## [WORK TASK]
Word for word, restate every line of the listing that follows.

□ □ □ □ □

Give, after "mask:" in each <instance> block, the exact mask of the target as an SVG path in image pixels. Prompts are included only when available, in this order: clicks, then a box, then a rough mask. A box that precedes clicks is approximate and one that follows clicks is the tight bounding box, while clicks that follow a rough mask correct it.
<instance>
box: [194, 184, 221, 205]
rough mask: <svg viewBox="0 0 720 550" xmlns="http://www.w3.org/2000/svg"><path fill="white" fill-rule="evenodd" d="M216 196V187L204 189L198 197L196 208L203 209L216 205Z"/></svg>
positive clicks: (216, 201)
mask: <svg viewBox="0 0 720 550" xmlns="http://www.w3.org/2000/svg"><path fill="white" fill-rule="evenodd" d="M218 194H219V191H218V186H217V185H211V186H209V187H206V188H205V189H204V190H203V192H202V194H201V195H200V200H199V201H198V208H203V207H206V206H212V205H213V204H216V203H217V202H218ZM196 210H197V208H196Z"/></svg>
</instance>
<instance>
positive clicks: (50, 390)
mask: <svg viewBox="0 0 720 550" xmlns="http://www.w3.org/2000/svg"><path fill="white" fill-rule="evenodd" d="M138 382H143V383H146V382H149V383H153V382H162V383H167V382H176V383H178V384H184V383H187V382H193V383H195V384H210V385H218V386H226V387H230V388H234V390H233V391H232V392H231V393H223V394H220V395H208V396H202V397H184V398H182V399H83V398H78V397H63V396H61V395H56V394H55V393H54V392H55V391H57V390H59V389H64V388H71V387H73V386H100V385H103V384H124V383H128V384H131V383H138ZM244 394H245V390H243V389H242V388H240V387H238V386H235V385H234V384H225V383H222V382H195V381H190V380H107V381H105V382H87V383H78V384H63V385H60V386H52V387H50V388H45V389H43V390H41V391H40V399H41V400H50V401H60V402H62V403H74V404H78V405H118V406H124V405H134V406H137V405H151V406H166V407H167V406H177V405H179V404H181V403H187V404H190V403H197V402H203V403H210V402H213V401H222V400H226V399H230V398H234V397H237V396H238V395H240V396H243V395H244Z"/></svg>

□ □ □ □ □

## [TASK SOLUTION]
Give, after "mask:" in each <instance> block, the exact mask of the target as an SVG path in image pixels. Prompts are included only when available, in this order: clicks, then a box, then a rough mask. A box that precedes clicks is approximate and one that follows clicks is the tight bounding box, while clicks that follow a rough mask correct it.
<instance>
box: [194, 184, 221, 205]
rough mask: <svg viewBox="0 0 720 550" xmlns="http://www.w3.org/2000/svg"><path fill="white" fill-rule="evenodd" d="M216 196V187L204 189L198 197L196 208L203 209L216 205Z"/></svg>
positive clicks: (216, 201)
mask: <svg viewBox="0 0 720 550" xmlns="http://www.w3.org/2000/svg"><path fill="white" fill-rule="evenodd" d="M218 194H219V191H218V186H217V185H211V186H209V187H206V188H205V189H204V190H203V192H202V194H201V195H200V200H199V201H198V208H203V207H206V206H212V205H213V204H216V203H217V202H218ZM196 210H197V208H196Z"/></svg>
</instance>
<instance>
positive clicks: (50, 390)
mask: <svg viewBox="0 0 720 550" xmlns="http://www.w3.org/2000/svg"><path fill="white" fill-rule="evenodd" d="M138 382H143V383H146V382H149V383H153V382H162V383H167V382H176V383H178V384H184V383H187V382H193V383H195V384H210V385H218V386H226V387H230V388H234V390H233V391H232V392H231V393H223V394H220V395H208V396H202V397H184V398H182V399H83V398H78V397H63V396H61V395H56V394H55V393H54V392H55V391H57V390H59V389H64V388H71V387H73V386H100V385H103V384H124V383H128V384H131V383H138ZM244 394H245V390H243V389H242V388H240V387H238V386H235V385H234V384H225V383H222V382H195V381H190V380H107V381H105V382H87V383H78V384H63V385H60V386H52V387H50V388H45V389H43V390H41V391H40V399H41V400H50V401H60V402H62V403H74V404H78V405H118V406H124V405H134V406H137V405H151V406H166V407H167V406H177V405H179V404H181V403H187V404H190V403H197V402H203V403H210V402H213V401H222V400H226V399H230V398H234V397H237V396H238V395H240V396H243V395H244Z"/></svg>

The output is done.